## Instructions for the task
Repeat precisely the span of lines below that opens with the line containing "Point out the baby's hand" and closes with the line containing "Target: man's ear", both included.

## Listed entries
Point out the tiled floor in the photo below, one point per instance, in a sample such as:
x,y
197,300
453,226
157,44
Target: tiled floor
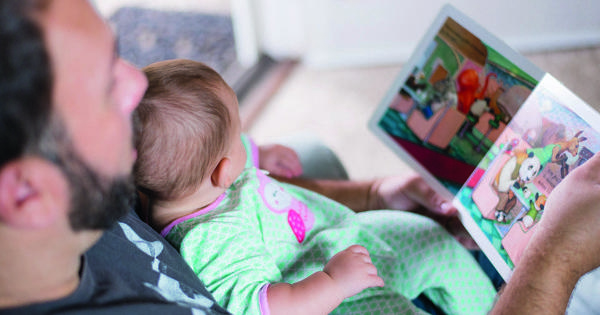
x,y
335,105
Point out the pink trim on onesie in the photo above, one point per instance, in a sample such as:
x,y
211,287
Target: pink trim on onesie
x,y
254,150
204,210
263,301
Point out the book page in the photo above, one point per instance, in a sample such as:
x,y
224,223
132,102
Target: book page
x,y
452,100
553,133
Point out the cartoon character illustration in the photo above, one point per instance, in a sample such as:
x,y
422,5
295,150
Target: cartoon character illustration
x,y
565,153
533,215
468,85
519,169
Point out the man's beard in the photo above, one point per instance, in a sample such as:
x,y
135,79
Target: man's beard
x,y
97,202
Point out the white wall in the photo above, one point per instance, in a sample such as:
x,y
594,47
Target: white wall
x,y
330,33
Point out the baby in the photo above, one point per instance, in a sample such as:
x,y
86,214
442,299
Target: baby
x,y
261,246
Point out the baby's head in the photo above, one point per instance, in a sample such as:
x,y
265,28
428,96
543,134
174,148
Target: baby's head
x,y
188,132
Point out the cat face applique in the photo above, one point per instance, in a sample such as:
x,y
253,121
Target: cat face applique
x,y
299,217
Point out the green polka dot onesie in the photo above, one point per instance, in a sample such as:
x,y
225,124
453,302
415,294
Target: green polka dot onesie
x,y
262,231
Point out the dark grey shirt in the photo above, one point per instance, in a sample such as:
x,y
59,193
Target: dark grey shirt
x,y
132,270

--

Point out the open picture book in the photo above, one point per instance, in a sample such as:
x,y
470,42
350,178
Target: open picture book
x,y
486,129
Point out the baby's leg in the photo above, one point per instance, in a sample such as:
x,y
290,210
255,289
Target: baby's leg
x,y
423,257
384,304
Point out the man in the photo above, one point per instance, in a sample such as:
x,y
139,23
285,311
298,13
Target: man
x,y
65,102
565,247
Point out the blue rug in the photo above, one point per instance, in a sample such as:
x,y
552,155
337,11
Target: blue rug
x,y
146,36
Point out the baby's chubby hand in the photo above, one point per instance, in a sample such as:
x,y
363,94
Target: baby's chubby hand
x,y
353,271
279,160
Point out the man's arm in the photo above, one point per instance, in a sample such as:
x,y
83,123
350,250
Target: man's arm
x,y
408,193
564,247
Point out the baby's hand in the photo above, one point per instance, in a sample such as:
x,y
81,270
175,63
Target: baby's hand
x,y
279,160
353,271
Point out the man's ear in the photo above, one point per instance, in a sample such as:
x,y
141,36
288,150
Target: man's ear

## Solution for this task
Point out the baby's hand in the photo above, one point per instance, in a sample such as:
x,y
81,270
175,63
Target: baby's hand
x,y
279,160
353,271
Point out the man's ear in the photo above, one point per instance, in a sample such as:
x,y
141,36
288,150
Target: man's ear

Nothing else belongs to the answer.